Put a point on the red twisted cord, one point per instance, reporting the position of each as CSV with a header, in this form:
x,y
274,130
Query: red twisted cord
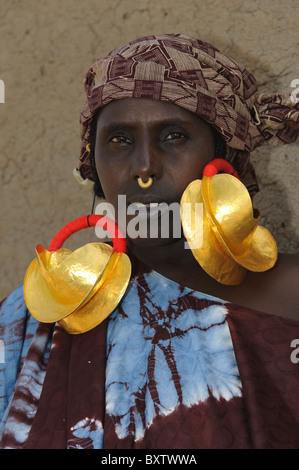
x,y
219,164
119,241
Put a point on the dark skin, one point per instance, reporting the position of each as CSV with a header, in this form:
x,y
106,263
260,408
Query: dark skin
x,y
146,138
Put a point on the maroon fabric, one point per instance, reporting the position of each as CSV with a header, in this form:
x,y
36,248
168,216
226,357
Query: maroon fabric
x,y
74,387
265,417
198,77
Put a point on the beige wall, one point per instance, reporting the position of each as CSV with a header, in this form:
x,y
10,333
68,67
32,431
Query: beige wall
x,y
45,50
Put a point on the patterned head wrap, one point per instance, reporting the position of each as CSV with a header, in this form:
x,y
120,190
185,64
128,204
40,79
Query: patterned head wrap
x,y
198,77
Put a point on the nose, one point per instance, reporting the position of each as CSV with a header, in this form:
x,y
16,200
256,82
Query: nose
x,y
146,160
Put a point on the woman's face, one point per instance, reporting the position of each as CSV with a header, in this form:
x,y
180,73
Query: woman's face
x,y
146,138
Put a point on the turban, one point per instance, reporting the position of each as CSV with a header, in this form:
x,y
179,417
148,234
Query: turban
x,y
198,77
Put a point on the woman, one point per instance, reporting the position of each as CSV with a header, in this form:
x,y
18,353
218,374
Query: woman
x,y
184,360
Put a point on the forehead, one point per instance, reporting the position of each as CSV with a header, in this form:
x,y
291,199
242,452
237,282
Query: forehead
x,y
134,111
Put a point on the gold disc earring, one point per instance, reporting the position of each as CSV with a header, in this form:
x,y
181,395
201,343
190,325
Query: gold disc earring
x,y
145,184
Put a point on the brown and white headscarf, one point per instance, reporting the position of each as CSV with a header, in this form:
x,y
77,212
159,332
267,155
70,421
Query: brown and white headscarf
x,y
198,77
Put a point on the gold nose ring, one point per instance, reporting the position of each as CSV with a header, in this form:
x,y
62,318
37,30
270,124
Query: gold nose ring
x,y
145,184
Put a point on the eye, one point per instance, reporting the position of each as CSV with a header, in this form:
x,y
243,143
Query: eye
x,y
120,140
175,136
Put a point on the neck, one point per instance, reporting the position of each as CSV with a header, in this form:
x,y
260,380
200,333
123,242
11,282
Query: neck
x,y
171,259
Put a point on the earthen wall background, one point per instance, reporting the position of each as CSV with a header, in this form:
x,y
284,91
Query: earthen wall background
x,y
45,49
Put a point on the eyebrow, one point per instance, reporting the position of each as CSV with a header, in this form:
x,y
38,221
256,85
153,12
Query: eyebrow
x,y
119,125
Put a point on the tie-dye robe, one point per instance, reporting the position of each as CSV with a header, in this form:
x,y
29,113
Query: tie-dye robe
x,y
171,368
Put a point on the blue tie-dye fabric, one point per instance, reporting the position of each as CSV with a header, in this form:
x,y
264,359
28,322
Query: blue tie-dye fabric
x,y
17,328
166,346
163,352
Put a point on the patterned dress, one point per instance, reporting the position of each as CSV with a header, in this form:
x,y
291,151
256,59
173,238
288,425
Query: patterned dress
x,y
171,368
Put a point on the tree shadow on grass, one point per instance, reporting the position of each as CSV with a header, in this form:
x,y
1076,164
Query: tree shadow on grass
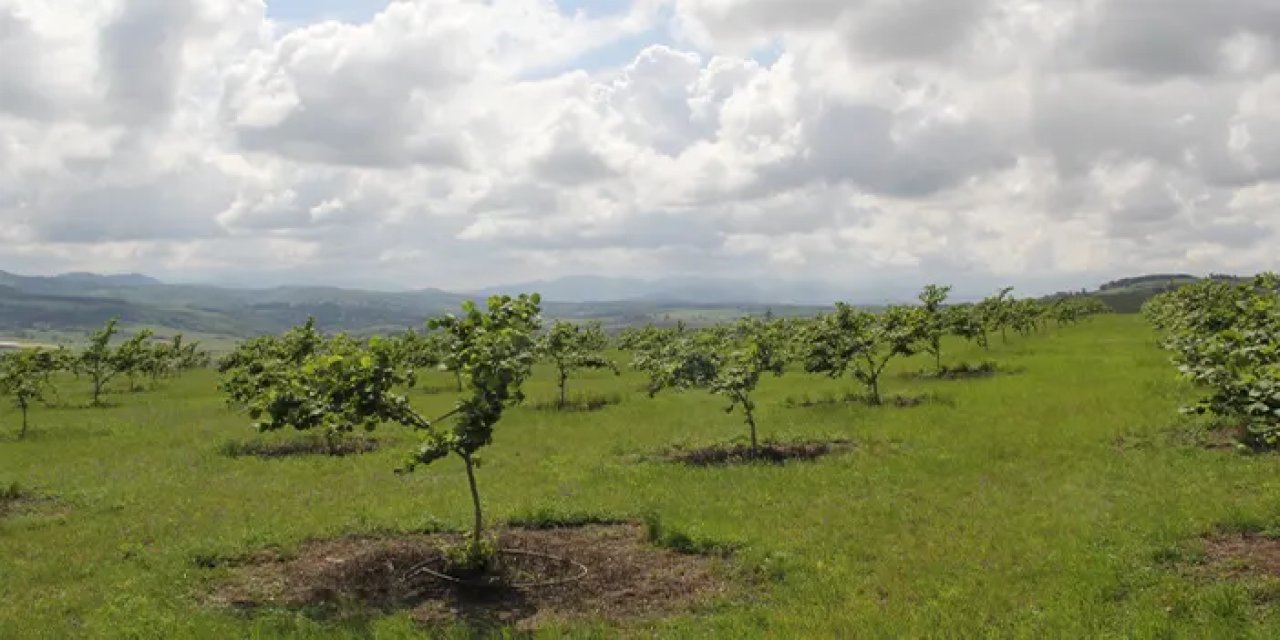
x,y
356,579
896,401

■ ■ ■ ■ ■ ■ ■

= Your task =
Every entry must be reproduced exactly, with the images left out.

= Expected output =
Put a point on the red twisted cord, one point per instance, reporting the position of each as CSV with a header, in this form:
x,y
274,130
Query: red twisted cord
x,y
219,164
119,241
Put a point on the dark skin, one point per instance, reporting the position of each as CSV with a header, in this form:
x,y
106,263
260,408
Query: dark skin
x,y
146,138
Put a point on the maroon fabric, one point per instance, reporting the position of each as CSV with a header, in this form:
x,y
36,248
168,216
226,357
Query: maroon fabric
x,y
74,387
265,417
198,77
Put a point on the beige wall, one point per instance, reporting the position of each as CSV with a header, in this form:
x,y
10,333
68,67
32,431
Query: beige wall
x,y
45,50
Put a point on the patterned head wrap, one point per instance, reporting the position of each as CSV with a header, in this form:
x,y
120,190
185,64
128,204
40,79
Query: patterned head wrap
x,y
198,77
Put a point on the nose, one point per instance, reporting the position of each as CSV with a header, in this form:
x,y
16,200
256,82
Query: nose
x,y
146,160
Put a point on the woman's face, one point per instance, reporting the position of each as CSV with a header, in this form:
x,y
180,73
Query: woman's face
x,y
146,138
Put a point on the turban, one point per instance, reporting the position of each as CSV with a header, in this form:
x,y
179,417
148,234
Query: turban
x,y
198,77
Put a point on the woman, one point per instance, reporting the position of each as CSV with a header, in this form:
x,y
18,353
218,374
Query: woman
x,y
184,360
Put a point on the forehead, one point per instance, reporting the position of each as CSV with a header, in this form:
x,y
291,199
242,452
237,282
Query: forehead
x,y
134,111
Put a point on the gold disc earring, one point per instance, reporting the position of each as CSV with a header, in this form:
x,y
181,395
201,343
190,325
Query: gold disc earring
x,y
145,184
Put a point on the brown and white headscarf, one point per instance, reporting the position of each as CSV with a header, in this form:
x,y
77,212
159,332
267,155
70,421
Query: brown and white headscarf
x,y
198,77
Put a point on the gold nose ring, one point per instance, reporting the position of each as CSV with a header, in this form:
x,y
62,318
37,30
270,124
Query: gold nose ring
x,y
145,184
Put a point on the eye, one point per instance, reporting the position of each as CSV with a header, in this form:
x,y
243,143
Query: eye
x,y
120,140
175,136
Put a point on the neck, one point per instance, reporting the position of each as CSV with a header, in this form:
x,y
260,380
200,333
123,242
11,282
Query: neck
x,y
171,259
Put a point on the earthen wall background, one point per instance, reporting the position of each as CSV with a header, in this form:
x,y
284,91
Query: earthen wall background
x,y
45,49
Put a point on the eyebrow, one point per instance, reporting the position of each as CSV with a header, in this form:
x,y
38,221
256,85
153,12
Query: eyebrow
x,y
119,125
Put a point on the tie-dye robe, one point per instance, reporting the position of each as CSV with a header, in this form:
x,y
29,113
Query: tie-dye robe
x,y
171,368
Put a point on the blue tie-dye fabric, one point per instance, reporting the position of each as CSV with a header, in this form:
x,y
264,359
28,322
Query: blue tie-dye fabric
x,y
17,328
166,346
163,352
Put a point on the patterned dress, one point per instance, reporting the position of each as CSV with a header, in this form:
x,y
291,151
256,59
173,238
288,425
Query: patterned dress
x,y
171,368
Put a point on the tree shadow on grass, one point per instance, reporting the position of each as CSV with a header, in this form:
x,y
1076,164
Query: tree shadow on grass
x,y
356,579
896,401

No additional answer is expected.